● Data items
------------------------------

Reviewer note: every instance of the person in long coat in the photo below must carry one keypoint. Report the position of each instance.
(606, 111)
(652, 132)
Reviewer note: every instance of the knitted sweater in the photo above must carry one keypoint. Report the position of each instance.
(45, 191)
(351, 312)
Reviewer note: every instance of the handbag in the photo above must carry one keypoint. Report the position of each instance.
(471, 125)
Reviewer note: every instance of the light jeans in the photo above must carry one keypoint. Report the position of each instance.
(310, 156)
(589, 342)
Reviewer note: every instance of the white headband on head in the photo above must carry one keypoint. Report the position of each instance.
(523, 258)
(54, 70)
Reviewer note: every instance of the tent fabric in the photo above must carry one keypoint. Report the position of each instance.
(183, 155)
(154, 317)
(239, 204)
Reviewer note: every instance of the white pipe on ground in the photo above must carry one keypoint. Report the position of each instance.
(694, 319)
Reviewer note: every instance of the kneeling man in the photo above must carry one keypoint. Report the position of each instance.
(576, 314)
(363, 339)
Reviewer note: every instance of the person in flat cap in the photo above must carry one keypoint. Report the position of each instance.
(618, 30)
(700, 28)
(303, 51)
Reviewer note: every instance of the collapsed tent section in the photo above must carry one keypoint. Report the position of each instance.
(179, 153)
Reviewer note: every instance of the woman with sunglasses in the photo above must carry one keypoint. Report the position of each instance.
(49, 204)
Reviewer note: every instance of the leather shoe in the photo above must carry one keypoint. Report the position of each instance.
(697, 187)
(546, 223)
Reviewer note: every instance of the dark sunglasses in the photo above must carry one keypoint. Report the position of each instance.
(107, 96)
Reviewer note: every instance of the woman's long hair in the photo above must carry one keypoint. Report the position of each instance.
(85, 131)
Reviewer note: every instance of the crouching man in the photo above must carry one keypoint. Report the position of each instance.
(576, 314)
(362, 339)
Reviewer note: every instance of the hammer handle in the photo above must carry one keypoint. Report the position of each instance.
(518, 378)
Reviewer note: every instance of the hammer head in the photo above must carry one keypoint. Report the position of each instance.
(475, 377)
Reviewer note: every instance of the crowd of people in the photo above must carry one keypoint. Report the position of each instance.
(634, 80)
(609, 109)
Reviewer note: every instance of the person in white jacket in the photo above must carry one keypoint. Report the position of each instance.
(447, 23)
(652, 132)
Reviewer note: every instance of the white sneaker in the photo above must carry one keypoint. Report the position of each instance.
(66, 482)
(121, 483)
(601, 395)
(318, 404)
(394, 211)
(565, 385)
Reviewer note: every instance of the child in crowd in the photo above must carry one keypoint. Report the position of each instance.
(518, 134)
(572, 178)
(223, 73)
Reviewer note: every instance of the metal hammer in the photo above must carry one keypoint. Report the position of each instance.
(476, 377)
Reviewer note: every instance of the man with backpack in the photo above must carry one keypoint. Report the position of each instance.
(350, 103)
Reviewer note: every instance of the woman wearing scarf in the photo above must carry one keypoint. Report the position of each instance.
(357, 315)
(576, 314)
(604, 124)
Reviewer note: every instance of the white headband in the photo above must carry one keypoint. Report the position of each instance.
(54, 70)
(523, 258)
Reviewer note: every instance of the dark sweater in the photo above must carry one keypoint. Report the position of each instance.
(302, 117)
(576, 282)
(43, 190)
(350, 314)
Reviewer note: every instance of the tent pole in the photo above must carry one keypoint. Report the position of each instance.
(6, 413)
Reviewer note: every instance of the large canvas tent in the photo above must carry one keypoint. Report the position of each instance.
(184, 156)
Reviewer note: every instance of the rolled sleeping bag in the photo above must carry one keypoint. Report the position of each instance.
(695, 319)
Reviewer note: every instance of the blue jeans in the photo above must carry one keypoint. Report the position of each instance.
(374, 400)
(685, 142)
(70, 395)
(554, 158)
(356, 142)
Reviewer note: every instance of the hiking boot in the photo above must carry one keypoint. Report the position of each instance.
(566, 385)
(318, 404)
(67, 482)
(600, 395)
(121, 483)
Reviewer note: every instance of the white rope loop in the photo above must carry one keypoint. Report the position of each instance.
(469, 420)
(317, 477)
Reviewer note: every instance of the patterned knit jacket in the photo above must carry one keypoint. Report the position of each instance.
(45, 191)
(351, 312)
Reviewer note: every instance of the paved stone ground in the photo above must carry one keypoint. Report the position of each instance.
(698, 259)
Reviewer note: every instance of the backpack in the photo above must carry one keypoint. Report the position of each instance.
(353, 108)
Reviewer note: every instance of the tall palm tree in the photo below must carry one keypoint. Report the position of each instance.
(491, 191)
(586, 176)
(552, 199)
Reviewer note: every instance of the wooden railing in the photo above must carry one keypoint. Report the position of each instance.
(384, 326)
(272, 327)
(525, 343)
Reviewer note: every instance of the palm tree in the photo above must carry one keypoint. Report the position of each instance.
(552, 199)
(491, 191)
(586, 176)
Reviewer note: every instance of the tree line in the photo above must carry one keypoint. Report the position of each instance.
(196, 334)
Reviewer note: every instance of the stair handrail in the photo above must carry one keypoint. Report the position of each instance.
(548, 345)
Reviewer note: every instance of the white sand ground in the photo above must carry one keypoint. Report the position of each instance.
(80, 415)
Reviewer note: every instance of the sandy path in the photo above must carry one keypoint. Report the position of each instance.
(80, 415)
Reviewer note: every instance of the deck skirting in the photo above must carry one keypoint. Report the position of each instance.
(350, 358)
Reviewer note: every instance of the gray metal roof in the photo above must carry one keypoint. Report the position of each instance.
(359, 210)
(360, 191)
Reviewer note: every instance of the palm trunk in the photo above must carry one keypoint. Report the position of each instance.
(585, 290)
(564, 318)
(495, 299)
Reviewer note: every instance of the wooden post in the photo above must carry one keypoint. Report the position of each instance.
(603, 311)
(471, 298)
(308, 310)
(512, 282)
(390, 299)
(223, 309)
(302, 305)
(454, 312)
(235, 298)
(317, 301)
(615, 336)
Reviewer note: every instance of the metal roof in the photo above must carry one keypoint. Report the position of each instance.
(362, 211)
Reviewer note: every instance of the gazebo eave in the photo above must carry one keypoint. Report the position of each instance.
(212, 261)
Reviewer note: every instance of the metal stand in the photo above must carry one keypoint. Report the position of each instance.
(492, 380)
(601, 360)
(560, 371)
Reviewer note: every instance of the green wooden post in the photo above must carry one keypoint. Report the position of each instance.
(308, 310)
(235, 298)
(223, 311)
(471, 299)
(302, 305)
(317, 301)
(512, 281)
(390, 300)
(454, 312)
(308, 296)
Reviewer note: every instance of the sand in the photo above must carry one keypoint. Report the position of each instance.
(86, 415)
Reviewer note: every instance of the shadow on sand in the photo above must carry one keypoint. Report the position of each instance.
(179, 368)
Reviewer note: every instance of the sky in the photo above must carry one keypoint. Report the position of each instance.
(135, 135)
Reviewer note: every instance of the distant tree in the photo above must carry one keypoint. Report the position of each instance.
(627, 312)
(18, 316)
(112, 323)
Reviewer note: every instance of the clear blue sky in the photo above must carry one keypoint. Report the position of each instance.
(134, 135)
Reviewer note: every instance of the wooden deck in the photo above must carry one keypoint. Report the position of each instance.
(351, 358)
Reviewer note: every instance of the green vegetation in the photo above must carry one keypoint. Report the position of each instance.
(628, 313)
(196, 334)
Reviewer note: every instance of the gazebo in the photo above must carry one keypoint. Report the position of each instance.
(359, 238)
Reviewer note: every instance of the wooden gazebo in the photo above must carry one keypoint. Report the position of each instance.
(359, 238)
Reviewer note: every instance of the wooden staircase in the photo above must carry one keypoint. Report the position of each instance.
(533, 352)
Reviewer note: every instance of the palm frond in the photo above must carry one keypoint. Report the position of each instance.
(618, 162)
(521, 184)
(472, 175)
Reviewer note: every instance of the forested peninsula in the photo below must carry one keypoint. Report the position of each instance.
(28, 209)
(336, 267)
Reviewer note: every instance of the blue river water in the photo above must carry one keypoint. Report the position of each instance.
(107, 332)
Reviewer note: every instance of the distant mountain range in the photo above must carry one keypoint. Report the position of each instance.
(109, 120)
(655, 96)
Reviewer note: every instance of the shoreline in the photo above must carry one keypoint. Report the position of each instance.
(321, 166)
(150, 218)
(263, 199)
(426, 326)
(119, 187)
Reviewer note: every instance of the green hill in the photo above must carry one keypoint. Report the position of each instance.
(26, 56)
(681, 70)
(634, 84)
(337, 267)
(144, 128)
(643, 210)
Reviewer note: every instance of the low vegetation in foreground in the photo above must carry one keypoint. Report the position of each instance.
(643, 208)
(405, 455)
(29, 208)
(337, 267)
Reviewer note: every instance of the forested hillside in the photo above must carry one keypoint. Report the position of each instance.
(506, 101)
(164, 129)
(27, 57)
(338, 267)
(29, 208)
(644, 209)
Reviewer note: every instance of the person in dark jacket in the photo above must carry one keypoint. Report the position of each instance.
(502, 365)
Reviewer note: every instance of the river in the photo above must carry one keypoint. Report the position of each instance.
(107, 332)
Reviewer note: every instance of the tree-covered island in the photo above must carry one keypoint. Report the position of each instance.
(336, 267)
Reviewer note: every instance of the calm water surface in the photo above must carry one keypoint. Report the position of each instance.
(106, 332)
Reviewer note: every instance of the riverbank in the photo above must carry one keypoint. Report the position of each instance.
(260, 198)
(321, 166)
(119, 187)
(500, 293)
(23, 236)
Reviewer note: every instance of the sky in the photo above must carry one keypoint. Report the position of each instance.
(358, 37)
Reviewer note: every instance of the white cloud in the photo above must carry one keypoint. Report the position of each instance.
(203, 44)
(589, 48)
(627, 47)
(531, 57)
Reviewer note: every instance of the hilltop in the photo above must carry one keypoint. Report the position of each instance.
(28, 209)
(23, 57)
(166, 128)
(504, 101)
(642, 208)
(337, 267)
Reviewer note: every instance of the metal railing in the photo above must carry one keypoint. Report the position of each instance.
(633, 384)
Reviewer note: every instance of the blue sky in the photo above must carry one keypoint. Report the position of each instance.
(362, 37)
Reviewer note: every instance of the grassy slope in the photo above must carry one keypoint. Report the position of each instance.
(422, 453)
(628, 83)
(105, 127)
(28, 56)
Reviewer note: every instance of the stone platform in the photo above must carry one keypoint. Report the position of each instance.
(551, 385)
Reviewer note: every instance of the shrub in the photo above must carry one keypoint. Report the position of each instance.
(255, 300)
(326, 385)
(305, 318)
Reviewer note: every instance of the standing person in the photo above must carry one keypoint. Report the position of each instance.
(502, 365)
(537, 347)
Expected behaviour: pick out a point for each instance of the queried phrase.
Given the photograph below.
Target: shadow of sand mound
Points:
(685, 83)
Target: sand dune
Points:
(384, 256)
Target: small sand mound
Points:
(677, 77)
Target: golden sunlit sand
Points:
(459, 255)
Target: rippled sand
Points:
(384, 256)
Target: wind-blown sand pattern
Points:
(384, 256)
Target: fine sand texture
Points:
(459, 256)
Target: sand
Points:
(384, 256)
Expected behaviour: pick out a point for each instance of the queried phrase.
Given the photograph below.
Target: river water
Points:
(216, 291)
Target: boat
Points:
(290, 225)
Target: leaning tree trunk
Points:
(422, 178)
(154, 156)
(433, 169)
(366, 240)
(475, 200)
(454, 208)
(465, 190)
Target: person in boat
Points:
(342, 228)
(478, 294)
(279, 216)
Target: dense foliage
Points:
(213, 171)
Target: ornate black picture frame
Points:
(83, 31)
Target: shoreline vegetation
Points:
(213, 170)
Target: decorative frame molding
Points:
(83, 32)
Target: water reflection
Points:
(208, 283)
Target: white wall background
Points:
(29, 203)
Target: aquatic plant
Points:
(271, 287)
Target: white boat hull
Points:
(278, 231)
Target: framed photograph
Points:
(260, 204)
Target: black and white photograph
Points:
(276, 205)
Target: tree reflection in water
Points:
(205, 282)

------------------------------

● Task details
Copy the stretch of the records above that runs from the line with "Target: shadow of sand mound" through the line with "Target: white wall background". Both end lines belong in the copy, and nothing else does.

● Answer to this exercise
Target: shadow of sand mound
Points:
(685, 83)
Target: sand dune
Points:
(384, 256)
Target: small sand mound
Points:
(677, 77)
Target: golden sunlit sand
Points:
(459, 255)
Target: rippled sand
Points:
(384, 256)
Target: wind-blown sand pattern
Points:
(384, 256)
Target: fine sand texture
Points:
(459, 256)
Target: sand
Points:
(384, 256)
Expected behaviour: pick out a point for each instance of the queried phrase.
Given the photograph below.
Target: river water
Points:
(216, 291)
Target: boat
Points:
(290, 225)
Target: leaning tree trunk
Points:
(422, 178)
(154, 156)
(433, 169)
(366, 240)
(475, 200)
(454, 208)
(465, 190)
Target: person in boat
Points:
(342, 228)
(478, 294)
(279, 216)
Target: dense foliage
Points:
(213, 171)
Target: ornate black picture frame
Points:
(83, 31)
Target: shoreline vegetation
Points:
(213, 170)
Target: decorative frame molding
Points:
(83, 32)
Target: water reflection
Points:
(208, 283)
Target: white wall background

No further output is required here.